- Textauszug:

Islamisten gegen Jesiden in NRW: „Stellvertreterkonflikt“ mit Holzlatten

Der Irakkonflikt schwappt über: In NRW greifen Islamisten Jesiden an. Es kommt zu Tumulten. Ausgewanderte Islamisten versuchen den Konflikt anzuheizen.

Protest von Jesiden nach dem Messerangriff von IS-Sympathisanten in Herford. Bild: dpa

BERLIN taz | Das Polizeiaufgebot dürfte beträchtlich sein: Am Freitag wollen in Herford (NRW) mehrere Hundert Jesiden gegen die Gewalt der Terrorgruppe Islamischer Staat (IS) im Irak gegen ihre kurdische Glaubensbrüder demonstrieren. Erst am Mittwochabend war es in der Stadt zu wüsten Auseinandersetzungen zwischen Islamisten und Jesiden gekommen.

- Aufgabenstellung:
Schreibe den Artikel über die Angriffe von Islamisten auf Jesiden in NRW im Anschluss an seinen letzten Satz weiter. Die Zeilen sind eigenständiges Material und haben mit dem Textauszug nichts zu tun.

Eine Folge von Zeilen
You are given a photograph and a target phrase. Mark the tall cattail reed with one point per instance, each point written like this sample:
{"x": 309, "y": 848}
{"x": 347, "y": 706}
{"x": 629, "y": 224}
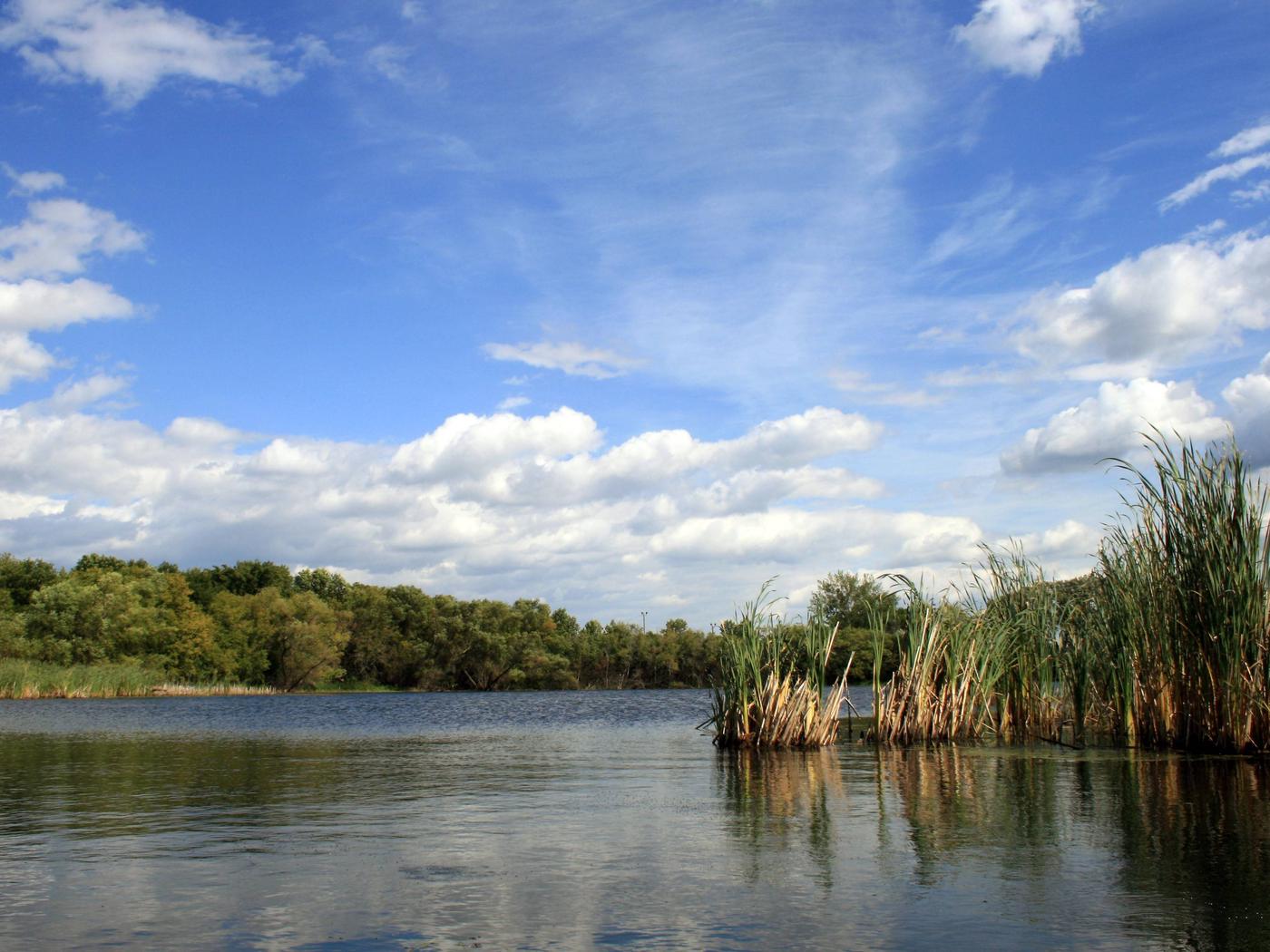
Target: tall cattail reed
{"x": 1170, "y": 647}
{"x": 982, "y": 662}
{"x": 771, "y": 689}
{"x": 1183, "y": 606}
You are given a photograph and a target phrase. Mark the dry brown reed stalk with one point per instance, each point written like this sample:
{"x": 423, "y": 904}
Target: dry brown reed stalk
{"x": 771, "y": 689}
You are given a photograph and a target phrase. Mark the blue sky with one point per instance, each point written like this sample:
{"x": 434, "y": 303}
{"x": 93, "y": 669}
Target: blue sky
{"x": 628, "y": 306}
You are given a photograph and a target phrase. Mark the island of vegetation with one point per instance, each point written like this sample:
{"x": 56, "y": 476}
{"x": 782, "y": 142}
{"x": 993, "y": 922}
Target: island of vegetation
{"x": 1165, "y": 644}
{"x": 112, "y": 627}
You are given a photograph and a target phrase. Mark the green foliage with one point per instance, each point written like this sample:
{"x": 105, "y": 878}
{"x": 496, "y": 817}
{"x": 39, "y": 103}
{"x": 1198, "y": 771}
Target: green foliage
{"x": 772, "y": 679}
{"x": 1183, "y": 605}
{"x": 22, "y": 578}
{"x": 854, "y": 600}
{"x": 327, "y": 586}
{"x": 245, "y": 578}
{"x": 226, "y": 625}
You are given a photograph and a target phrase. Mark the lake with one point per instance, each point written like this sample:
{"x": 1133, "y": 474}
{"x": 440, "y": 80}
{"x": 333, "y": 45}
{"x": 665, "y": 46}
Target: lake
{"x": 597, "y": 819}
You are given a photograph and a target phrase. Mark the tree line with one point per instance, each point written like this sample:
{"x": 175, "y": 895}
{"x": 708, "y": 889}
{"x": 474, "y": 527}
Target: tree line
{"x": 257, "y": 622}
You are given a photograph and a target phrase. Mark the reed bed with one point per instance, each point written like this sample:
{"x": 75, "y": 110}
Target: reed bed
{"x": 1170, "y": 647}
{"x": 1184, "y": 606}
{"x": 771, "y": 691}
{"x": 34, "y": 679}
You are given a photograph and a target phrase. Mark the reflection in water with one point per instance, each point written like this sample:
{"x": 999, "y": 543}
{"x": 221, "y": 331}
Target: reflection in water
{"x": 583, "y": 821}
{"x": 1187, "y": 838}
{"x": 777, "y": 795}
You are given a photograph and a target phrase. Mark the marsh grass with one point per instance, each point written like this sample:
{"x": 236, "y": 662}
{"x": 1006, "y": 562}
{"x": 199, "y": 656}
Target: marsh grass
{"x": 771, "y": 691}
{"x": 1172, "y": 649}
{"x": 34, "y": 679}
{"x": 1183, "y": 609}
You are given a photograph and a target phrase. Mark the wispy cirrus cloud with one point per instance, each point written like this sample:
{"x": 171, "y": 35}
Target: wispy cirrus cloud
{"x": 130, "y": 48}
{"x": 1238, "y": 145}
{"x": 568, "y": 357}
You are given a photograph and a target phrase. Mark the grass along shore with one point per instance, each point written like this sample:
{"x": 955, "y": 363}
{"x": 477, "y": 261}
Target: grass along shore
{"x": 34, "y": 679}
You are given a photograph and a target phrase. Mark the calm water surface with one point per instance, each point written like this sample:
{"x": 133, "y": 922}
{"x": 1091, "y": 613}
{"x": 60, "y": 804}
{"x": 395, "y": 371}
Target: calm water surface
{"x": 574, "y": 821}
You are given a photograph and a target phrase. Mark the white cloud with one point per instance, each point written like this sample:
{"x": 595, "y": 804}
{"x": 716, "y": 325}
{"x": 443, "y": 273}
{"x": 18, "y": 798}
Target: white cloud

- Das Ergebnis:
Laut Polizei hatten sechs Männer einen jesidischen Imbissbetreiber und einen 16-jährigen Gast mit Messern angegriffen und leicht verletzt. Der Inhaber hatte in seinem Schaufenster ein Plakat für die Demonstration gegen die IS aufgehängt.

Am Abend versammelten sich wegen des Angriffs rund 300 Jesiden in Herford zu einem Protestzug. Dabei, so die Polizei, sei es zu Sachbeschädigungen und einem Angriff auf Passanten anderer „Glaubensrichtungen“ gekommen. Ein 24-Jähriger habe Platzwunden erlitten. Augenzeugen berichteten von gegenseitigen Attacken zwischen Jesiden und Islamisten mit Holzlatten und Flaschen.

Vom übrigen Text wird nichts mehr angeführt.